• _Work instructions_:
Copy each line of the entries that contains the word "leafy".

• _Data for the task_:
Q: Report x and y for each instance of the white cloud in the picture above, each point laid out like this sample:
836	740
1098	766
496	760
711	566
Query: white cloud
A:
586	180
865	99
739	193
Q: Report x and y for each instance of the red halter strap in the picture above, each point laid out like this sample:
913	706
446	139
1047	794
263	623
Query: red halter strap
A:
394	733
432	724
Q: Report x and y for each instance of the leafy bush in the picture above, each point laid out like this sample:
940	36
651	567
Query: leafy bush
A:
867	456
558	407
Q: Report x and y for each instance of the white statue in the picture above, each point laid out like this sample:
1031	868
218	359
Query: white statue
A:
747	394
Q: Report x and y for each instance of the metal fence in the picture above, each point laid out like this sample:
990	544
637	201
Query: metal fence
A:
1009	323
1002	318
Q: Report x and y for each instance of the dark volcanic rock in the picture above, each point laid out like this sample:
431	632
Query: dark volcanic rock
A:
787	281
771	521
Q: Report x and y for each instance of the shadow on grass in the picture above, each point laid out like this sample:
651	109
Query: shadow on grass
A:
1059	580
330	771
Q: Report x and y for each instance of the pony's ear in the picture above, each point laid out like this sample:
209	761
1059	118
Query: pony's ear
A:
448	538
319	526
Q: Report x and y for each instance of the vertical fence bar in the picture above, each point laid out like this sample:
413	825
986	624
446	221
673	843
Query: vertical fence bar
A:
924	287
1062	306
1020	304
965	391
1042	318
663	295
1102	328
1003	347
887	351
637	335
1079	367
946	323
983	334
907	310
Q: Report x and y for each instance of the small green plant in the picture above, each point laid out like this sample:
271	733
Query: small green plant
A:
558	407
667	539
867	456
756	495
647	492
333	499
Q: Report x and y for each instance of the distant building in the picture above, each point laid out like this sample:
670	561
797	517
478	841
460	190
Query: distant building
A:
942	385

• _Solution to this exercise_:
Q: Report x and y for each instance of the leafy bush in the picture above, each point laid out like this sample:
Query: leafy bush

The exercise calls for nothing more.